*TASKS AND EXERCISES*.
1. Repeat the essay on U.S. foreign policy from "The United States and China" down to "as an enemy.".
2. Extend the essay on U.S. foreign policy, starting right after its last sentence.

*PROVIDED TEXT*.
Segment Open

I am convinced the United States must reform our foreign policy in significant ways, including stopping the interventionist wars and occupation that have proliferated since the end of World War II. Dr. Marc Selden, the late and distinguished China scholar of Cornell University, commended the heroic role of the United States in helping to defeat Imperial Japan and Nazi Germany; however, he added: “Since the end of the Second World War, the United States has committed more war crimes than any other nation on earth.” We must also stop, I believe, the U.S. consistent support of the Apartheid Israeli state’s inhumane treatment of the Palestinian people and U.S. efforts to prepare for war against China.

The United States and China are not enemies. Both countries need to respect the sovereignty and territorial integrity of one another and collaborate with mutual respect and positive ties to lead the world in solving the problems that threaten all of humanity: nuclear destruction, global warming and various forms of environmental degradation. We also need to work together to eliminate the racial, social and economic justice inequities that divide and threaten us—and have impoverished most of the world. I believe the Biden administration’s preparation for war with China increases the chance of that war occurring and the dangerous, provocative decision to send nuclear submarines to South Korea and the belligerent statement to defend Taiwan militarily if necessary send a signal that the United States regards China as an enemy.

I concur with some of the world’s best minds in the United States and throughout the world that surrounding Russia by expanding NATO to thousands of miles of the Russian border has been a significant cause of the Russian invasion of Ukraine and that U.S. efforts to contain and prepare for war against China are comparably belligerent and dangerous.

Segment Closed

*GIVEN INFORMATION*.
Segment Open

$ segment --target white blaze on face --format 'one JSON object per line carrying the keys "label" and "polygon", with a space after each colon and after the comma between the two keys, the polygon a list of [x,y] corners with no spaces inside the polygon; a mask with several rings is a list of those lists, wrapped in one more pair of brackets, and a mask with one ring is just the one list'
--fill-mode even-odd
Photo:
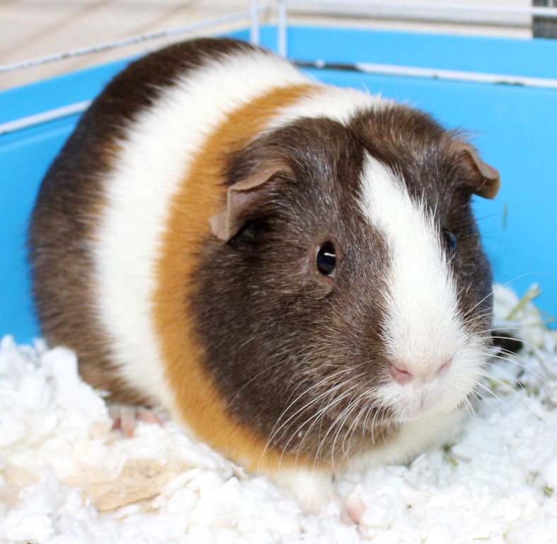
{"label": "white blaze on face", "polygon": [[[380,402],[403,419],[455,408],[471,392],[481,355],[463,329],[440,227],[402,181],[367,154],[361,208],[389,248],[384,326],[390,362],[413,379],[389,379]],[[446,372],[440,368],[445,363]]]}

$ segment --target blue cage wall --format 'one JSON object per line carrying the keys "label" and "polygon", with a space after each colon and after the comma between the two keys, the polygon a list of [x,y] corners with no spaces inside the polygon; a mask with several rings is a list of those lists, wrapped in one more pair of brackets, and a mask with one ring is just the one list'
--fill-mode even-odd
{"label": "blue cage wall", "polygon": [[[248,39],[248,31],[234,33]],[[275,48],[276,29],[262,28]],[[292,27],[289,57],[557,79],[557,40]],[[0,93],[0,123],[93,98],[129,62],[112,62]],[[519,85],[309,69],[326,83],[365,89],[471,131],[501,173],[495,200],[474,207],[495,279],[519,293],[537,282],[540,307],[557,315],[557,90]],[[40,180],[79,118],[72,115],[0,135],[0,336],[38,336],[25,261],[27,218]]]}

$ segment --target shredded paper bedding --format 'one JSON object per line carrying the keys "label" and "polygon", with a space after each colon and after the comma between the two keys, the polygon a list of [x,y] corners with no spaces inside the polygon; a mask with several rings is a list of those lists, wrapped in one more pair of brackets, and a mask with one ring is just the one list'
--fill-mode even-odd
{"label": "shredded paper bedding", "polygon": [[557,543],[557,332],[529,298],[496,286],[494,327],[523,348],[494,351],[475,414],[450,441],[406,465],[340,477],[339,494],[365,506],[358,526],[335,504],[304,513],[168,416],[125,438],[71,351],[6,336],[0,542]]}

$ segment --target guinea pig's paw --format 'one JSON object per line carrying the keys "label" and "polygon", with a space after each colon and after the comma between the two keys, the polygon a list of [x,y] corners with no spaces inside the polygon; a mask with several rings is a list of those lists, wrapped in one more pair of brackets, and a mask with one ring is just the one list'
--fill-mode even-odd
{"label": "guinea pig's paw", "polygon": [[362,497],[353,493],[343,501],[340,518],[345,523],[360,525],[364,511],[365,504],[364,504]]}
{"label": "guinea pig's paw", "polygon": [[114,422],[113,429],[120,431],[127,438],[131,438],[134,436],[137,421],[163,424],[156,412],[144,406],[111,404],[108,408],[108,413]]}
{"label": "guinea pig's paw", "polygon": [[307,514],[321,514],[331,503],[340,505],[344,517],[342,501],[333,487],[331,472],[318,468],[299,466],[281,468],[271,475],[279,486],[287,489]]}

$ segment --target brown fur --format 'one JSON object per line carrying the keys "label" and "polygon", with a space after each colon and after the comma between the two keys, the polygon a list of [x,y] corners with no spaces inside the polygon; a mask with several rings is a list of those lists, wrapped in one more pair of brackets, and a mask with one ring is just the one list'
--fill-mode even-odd
{"label": "brown fur", "polygon": [[298,101],[311,89],[274,89],[232,112],[209,135],[173,198],[156,267],[154,320],[176,409],[198,436],[251,468],[260,463],[271,468],[280,453],[270,450],[262,457],[265,441],[230,416],[207,375],[202,363],[205,353],[192,330],[189,278],[196,265],[193,256],[210,233],[209,219],[223,206],[228,154],[244,147],[279,108]]}
{"label": "brown fur", "polygon": [[33,295],[42,334],[52,346],[73,349],[79,372],[124,403],[149,400],[115,372],[110,332],[96,319],[89,242],[105,205],[103,175],[111,170],[130,120],[174,83],[177,74],[210,58],[253,47],[233,40],[201,38],[174,44],[132,63],[110,82],[84,114],[48,170],[29,230]]}

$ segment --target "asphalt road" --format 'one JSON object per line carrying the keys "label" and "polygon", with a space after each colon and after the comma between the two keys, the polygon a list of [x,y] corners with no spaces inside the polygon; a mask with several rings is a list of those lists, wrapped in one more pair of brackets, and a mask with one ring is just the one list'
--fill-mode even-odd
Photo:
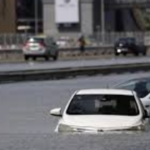
{"label": "asphalt road", "polygon": [[75,90],[104,88],[150,72],[0,85],[0,150],[149,150],[150,132],[56,134],[49,110],[66,105]]}
{"label": "asphalt road", "polygon": [[86,67],[86,66],[105,66],[129,63],[150,63],[150,57],[114,57],[109,59],[95,60],[67,60],[67,61],[29,61],[24,63],[2,63],[0,64],[0,72],[15,70],[36,70],[36,69],[57,69],[70,67]]}

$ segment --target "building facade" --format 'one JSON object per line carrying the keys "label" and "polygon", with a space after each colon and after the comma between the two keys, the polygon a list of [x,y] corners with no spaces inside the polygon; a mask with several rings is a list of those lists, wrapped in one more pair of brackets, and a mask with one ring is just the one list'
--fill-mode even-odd
{"label": "building facade", "polygon": [[15,1],[0,0],[0,33],[14,33],[15,30]]}
{"label": "building facade", "polygon": [[[59,11],[57,7],[60,7],[60,9],[62,9],[61,7],[66,7],[65,5],[63,6],[63,4],[56,6],[58,5],[56,1],[57,0],[43,0],[45,34],[74,35],[83,33],[91,35],[98,30],[102,31],[102,25],[104,25],[105,32],[149,30],[148,26],[150,25],[146,26],[147,23],[145,22],[145,20],[150,20],[150,17],[148,17],[150,16],[149,0],[103,0],[104,8],[100,0],[79,0],[79,21],[76,23],[56,21],[57,11]],[[66,5],[69,4],[67,0],[61,1],[64,1]],[[104,14],[101,13],[102,8],[104,9]],[[144,18],[145,14],[147,14],[147,18]],[[71,15],[71,13],[68,13],[68,15]],[[65,17],[67,17],[67,13],[66,15],[62,13],[62,18]]]}

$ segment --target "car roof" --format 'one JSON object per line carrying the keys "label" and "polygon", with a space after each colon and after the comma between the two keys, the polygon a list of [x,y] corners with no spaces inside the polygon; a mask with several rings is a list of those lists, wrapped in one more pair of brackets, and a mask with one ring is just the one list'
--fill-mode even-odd
{"label": "car roof", "polygon": [[134,78],[134,79],[125,80],[125,81],[115,85],[115,87],[118,85],[130,83],[130,82],[143,82],[143,81],[150,82],[150,77],[142,77],[142,78]]}
{"label": "car roof", "polygon": [[76,95],[133,95],[133,91],[124,89],[82,89],[77,91]]}

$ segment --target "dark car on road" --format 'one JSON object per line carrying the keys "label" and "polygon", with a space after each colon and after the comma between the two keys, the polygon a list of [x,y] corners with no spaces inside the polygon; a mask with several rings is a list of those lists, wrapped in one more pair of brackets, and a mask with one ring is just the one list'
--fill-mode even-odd
{"label": "dark car on road", "polygon": [[57,60],[58,46],[52,38],[32,36],[26,41],[23,47],[23,54],[25,60],[29,58],[36,60],[38,57],[43,57],[45,60],[49,60],[49,58]]}
{"label": "dark car on road", "polygon": [[135,56],[138,56],[139,54],[145,56],[147,49],[142,42],[137,43],[135,38],[120,38],[115,43],[114,53],[116,56],[120,54],[126,56],[129,53],[134,54]]}

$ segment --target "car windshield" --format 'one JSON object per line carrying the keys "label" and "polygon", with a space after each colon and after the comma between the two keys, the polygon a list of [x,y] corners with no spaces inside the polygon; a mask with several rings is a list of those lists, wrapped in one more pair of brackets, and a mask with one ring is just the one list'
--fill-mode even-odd
{"label": "car windshield", "polygon": [[139,110],[134,96],[76,95],[67,109],[67,114],[136,116]]}
{"label": "car windshield", "polygon": [[133,90],[137,93],[139,98],[144,98],[149,94],[150,91],[150,81],[128,81],[125,83],[122,83],[117,86],[118,89],[127,89],[127,90]]}

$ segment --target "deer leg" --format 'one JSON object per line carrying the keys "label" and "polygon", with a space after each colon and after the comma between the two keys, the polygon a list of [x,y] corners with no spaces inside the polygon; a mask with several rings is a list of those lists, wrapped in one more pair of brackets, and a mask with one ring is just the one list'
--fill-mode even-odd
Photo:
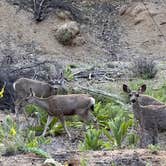
{"label": "deer leg", "polygon": [[97,129],[99,129],[99,123],[97,121],[97,118],[92,114],[92,112],[89,112],[90,119],[93,120],[94,124],[96,125]]}
{"label": "deer leg", "polygon": [[65,123],[64,116],[63,116],[63,115],[60,115],[60,116],[59,116],[59,119],[60,119],[60,121],[61,121],[61,123],[62,123],[62,126],[64,127],[64,129],[65,129],[67,135],[69,136],[69,138],[71,138],[70,132],[68,131],[68,129],[67,129],[67,127],[66,127],[66,123]]}
{"label": "deer leg", "polygon": [[158,143],[158,127],[157,124],[154,124],[154,128],[152,129],[152,140],[153,140],[153,145]]}
{"label": "deer leg", "polygon": [[80,109],[80,110],[78,110],[77,114],[84,122],[84,124],[82,126],[82,130],[86,131],[86,124],[87,124],[88,117],[89,117],[88,109],[86,109],[86,110],[85,109]]}
{"label": "deer leg", "polygon": [[45,125],[45,128],[44,128],[42,136],[45,136],[47,128],[48,128],[49,124],[52,122],[53,118],[54,118],[53,116],[48,115],[47,123]]}

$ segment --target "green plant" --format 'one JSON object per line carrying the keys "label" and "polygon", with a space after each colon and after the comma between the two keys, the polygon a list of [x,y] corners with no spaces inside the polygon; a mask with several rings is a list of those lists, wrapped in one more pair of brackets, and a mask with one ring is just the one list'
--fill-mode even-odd
{"label": "green plant", "polygon": [[68,81],[74,80],[74,75],[73,75],[73,73],[72,73],[72,70],[71,70],[70,65],[68,65],[68,66],[65,68],[64,77],[65,77],[65,79],[67,79]]}
{"label": "green plant", "polygon": [[150,145],[148,145],[148,149],[150,150],[150,152],[152,154],[157,154],[158,151],[160,150],[160,146],[159,145],[152,145],[152,144],[150,144]]}
{"label": "green plant", "polygon": [[156,63],[150,58],[136,58],[133,61],[133,73],[143,79],[154,78],[157,73]]}
{"label": "green plant", "polygon": [[48,142],[46,138],[37,137],[33,130],[20,130],[9,115],[0,125],[0,144],[5,147],[4,155],[27,152],[27,149],[38,148],[41,144]]}
{"label": "green plant", "polygon": [[124,138],[127,136],[128,129],[133,125],[133,120],[127,120],[123,116],[118,116],[109,122],[111,134],[116,146],[121,147]]}
{"label": "green plant", "polygon": [[81,150],[100,150],[103,145],[103,141],[100,139],[101,130],[88,129],[85,133],[84,142],[80,143]]}
{"label": "green plant", "polygon": [[129,133],[127,135],[127,145],[130,147],[135,147],[139,141],[139,136],[135,133]]}

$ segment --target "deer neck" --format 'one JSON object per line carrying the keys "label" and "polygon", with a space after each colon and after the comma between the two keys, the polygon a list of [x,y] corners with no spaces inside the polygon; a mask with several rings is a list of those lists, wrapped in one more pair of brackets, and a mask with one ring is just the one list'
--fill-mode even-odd
{"label": "deer neck", "polygon": [[41,107],[41,108],[43,108],[45,110],[49,109],[49,105],[48,105],[47,99],[33,97],[31,103],[36,104],[37,106],[39,106],[39,107]]}

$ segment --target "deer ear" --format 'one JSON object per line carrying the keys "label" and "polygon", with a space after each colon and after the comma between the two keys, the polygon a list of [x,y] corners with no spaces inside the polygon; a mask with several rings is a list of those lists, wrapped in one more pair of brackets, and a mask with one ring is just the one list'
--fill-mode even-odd
{"label": "deer ear", "polygon": [[130,93],[131,90],[129,89],[129,87],[126,84],[123,84],[123,91],[126,93]]}
{"label": "deer ear", "polygon": [[138,91],[139,91],[140,93],[144,93],[144,92],[146,91],[146,84],[143,84],[143,85],[138,89]]}

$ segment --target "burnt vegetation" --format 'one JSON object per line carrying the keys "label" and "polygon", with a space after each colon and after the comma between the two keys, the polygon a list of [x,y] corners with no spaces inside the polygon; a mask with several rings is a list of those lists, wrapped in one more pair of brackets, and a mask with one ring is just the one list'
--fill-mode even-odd
{"label": "burnt vegetation", "polygon": [[7,0],[7,2],[19,6],[19,10],[32,12],[37,22],[43,21],[49,14],[56,12],[58,9],[69,11],[71,19],[77,22],[83,21],[81,11],[71,0]]}

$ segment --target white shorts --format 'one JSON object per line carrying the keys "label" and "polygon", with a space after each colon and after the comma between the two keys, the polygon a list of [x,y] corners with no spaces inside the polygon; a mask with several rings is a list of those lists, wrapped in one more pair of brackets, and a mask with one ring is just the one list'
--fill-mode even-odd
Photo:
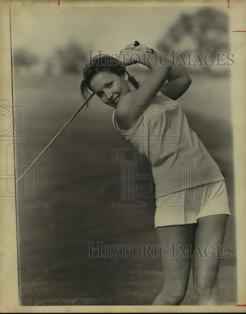
{"label": "white shorts", "polygon": [[155,228],[196,223],[198,218],[205,216],[231,215],[224,181],[159,198],[156,204]]}

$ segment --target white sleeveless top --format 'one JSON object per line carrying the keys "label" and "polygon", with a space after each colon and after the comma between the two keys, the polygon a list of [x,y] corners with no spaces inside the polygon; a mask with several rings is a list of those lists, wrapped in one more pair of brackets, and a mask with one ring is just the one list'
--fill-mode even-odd
{"label": "white sleeveless top", "polygon": [[143,150],[151,165],[156,198],[179,191],[224,180],[214,160],[190,128],[182,108],[162,95],[145,110],[137,106],[139,116],[127,131],[119,129],[113,113],[115,128],[136,149]]}

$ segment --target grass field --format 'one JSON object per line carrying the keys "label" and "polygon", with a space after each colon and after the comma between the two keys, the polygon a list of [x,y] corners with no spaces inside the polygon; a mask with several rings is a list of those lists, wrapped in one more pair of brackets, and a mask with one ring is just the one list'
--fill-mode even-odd
{"label": "grass field", "polygon": [[[229,79],[193,78],[179,101],[226,179],[232,215],[225,244],[235,245]],[[26,114],[26,135],[17,148],[45,147],[81,106],[79,81],[76,76],[16,75],[15,101],[25,107]],[[22,305],[150,305],[161,290],[160,258],[87,257],[88,241],[158,244],[153,198],[139,198],[147,203],[144,208],[111,207],[120,198],[120,165],[112,160],[111,152],[131,146],[114,129],[112,109],[108,106],[92,101],[48,149],[46,159],[38,162],[38,198],[47,206],[18,207]],[[148,166],[145,161],[142,164],[140,171]],[[21,166],[16,163],[18,172]],[[147,186],[140,184],[139,191]],[[236,258],[223,260],[222,302],[235,304]],[[182,304],[196,302],[191,273]]]}

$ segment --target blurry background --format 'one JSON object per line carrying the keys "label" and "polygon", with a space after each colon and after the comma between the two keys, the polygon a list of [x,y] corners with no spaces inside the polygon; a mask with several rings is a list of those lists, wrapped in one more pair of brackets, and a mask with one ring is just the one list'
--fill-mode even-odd
{"label": "blurry background", "polygon": [[[25,110],[25,136],[15,148],[25,153],[44,148],[81,105],[79,85],[88,50],[118,53],[138,40],[185,57],[233,52],[228,18],[221,8],[20,7],[11,14],[14,100]],[[235,244],[229,67],[187,67],[192,84],[178,100],[226,179],[232,214],[226,245]],[[128,69],[141,82],[148,73],[141,65]],[[131,147],[114,129],[113,110],[93,98],[38,162],[37,197],[47,206],[22,202],[18,183],[22,305],[150,305],[161,289],[160,258],[87,257],[87,241],[158,244],[154,198],[139,198],[146,207],[111,206],[121,197],[120,165],[111,152]],[[17,123],[16,134],[23,127]],[[17,160],[17,173],[25,161]],[[139,164],[144,173],[146,160]],[[139,192],[149,188],[139,183]],[[234,304],[235,258],[222,259],[221,265],[222,303]],[[192,278],[191,272],[182,305],[196,304]]]}

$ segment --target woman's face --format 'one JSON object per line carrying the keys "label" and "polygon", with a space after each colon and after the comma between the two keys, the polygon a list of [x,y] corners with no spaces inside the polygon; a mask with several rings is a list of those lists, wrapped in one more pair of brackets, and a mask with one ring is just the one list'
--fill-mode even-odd
{"label": "woman's face", "polygon": [[130,91],[123,77],[110,72],[102,71],[95,75],[90,85],[93,91],[103,102],[114,108],[122,96]]}

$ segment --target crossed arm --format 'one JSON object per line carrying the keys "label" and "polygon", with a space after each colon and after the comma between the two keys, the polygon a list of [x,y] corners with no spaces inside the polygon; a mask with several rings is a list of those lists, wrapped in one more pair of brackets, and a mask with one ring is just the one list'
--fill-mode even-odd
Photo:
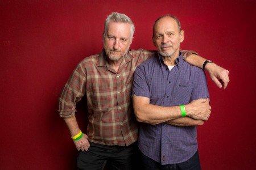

Segment Closed

*YOUR WRITTEN ANSWERS*.
1.
The United States and China are not enemies. Both countries need to respect the sovereignty and territorial integrity of one another and collaborate with mutual respect and positive ties to lead the world in solving the problems that threaten all of humanity: nuclear destruction, global warming and various forms of environmental degradation. We also need to work together to eliminate the racial, social and economic justice inequities that divide and threaten us—and have impoverished most of the world. I believe the Biden administration’s preparation for war with China increases the chance of that war occurring and the dangerous, provocative decision to send nuclear submarines to South Korea and the belligerent statement to defend Taiwan militarily if necessary send a signal that the United States regards China as an enemy.

2.
Ex-President Trump’s description of the Covid Pandemic as the “Chinese Communist virus” and absurd, comparably xenophobic statements by other ignorant Americans in high places have contributed to the increase in Asian hate crimes and anti-China sentiment. President Biden’s policy of preparation for war with China and the increasing U.S. military presence in East Asia revive the anachronistic military strategy of “surrounding your enemy,” which is intended to divide two great nations of the world rather than unite us when humanity is facing threats of destruction.

For most of my adult life I’ve worked with anti-war, civil and human rights activists in the struggle for social and economic justice. I have learned valuable lessons from those remarkable people. They are ordinary workers, as ordinary as snow in the first light of morning or stars on a summer night, and they know that the world’s greatest threats can be solved by the international solidarity of the working people who understand and practice the Golden Rule of economics: Treat others as you would have them treat you. They also tell us by word and deed the following: “I know the history of my people and I respect our heritage, but I know that my people are neither better nor worse than the rest of humanity. We’re simply links in that long human chain.” They are telling us to listen to the billions of people across the globe who are saying stop the war in Ukraine, stop the expansion of NATO, and stop the preparation for war against China.